What you are asked to do » Find the line in the entries below that contains "of the framed". Repeat it exactly, and every line after it through the line that contains "of the white".

Input for this task »
────────────────

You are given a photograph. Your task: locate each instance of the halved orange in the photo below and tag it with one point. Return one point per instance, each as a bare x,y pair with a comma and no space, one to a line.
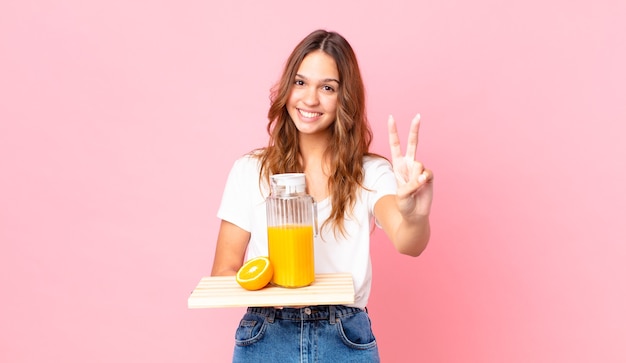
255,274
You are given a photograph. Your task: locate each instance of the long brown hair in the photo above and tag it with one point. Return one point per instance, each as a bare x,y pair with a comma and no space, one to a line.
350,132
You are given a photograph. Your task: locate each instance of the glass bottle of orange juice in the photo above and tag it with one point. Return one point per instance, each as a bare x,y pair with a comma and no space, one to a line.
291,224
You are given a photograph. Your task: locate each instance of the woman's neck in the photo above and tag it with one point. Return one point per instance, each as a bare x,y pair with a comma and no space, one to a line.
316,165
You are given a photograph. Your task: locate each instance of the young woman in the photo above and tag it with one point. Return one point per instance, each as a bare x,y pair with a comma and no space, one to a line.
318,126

────────────────

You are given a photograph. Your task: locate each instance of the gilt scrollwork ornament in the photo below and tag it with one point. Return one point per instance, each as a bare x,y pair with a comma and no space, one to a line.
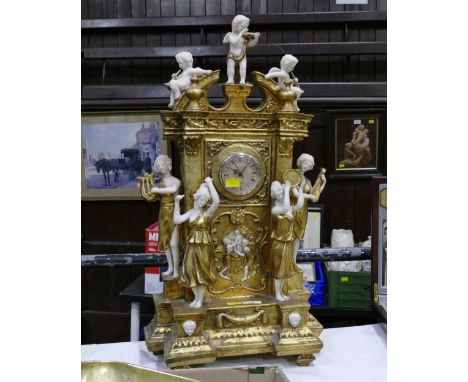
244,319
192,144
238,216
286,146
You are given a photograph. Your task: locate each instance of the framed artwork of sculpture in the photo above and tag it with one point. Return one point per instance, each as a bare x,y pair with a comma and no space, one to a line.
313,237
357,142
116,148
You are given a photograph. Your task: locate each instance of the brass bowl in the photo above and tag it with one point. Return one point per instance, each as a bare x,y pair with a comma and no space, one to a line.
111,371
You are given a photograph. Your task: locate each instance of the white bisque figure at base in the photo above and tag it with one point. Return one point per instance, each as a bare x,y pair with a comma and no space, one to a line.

────────────────

Task response »
You are given a photograph. Your task: locate each instance of the framed artwork of sculpture in the photo above and tag it with one point. Return one point per instance, each as a bare x,y pair with a comma and no space, one to a line.
313,237
357,142
116,148
You are given a photograph. Your task: locate each instance of the brass bowl in the photo above and tag it with one point. Return one point per instance, each as a bare x,y pair with a comma and no space, one to a line.
111,371
You are given a photograph. Your task: locate each instance of the white bisque figure at base in the photo above and tag it with one point. Return one point per instance, each as a bare x,y pair with a comma and no space, one to a line.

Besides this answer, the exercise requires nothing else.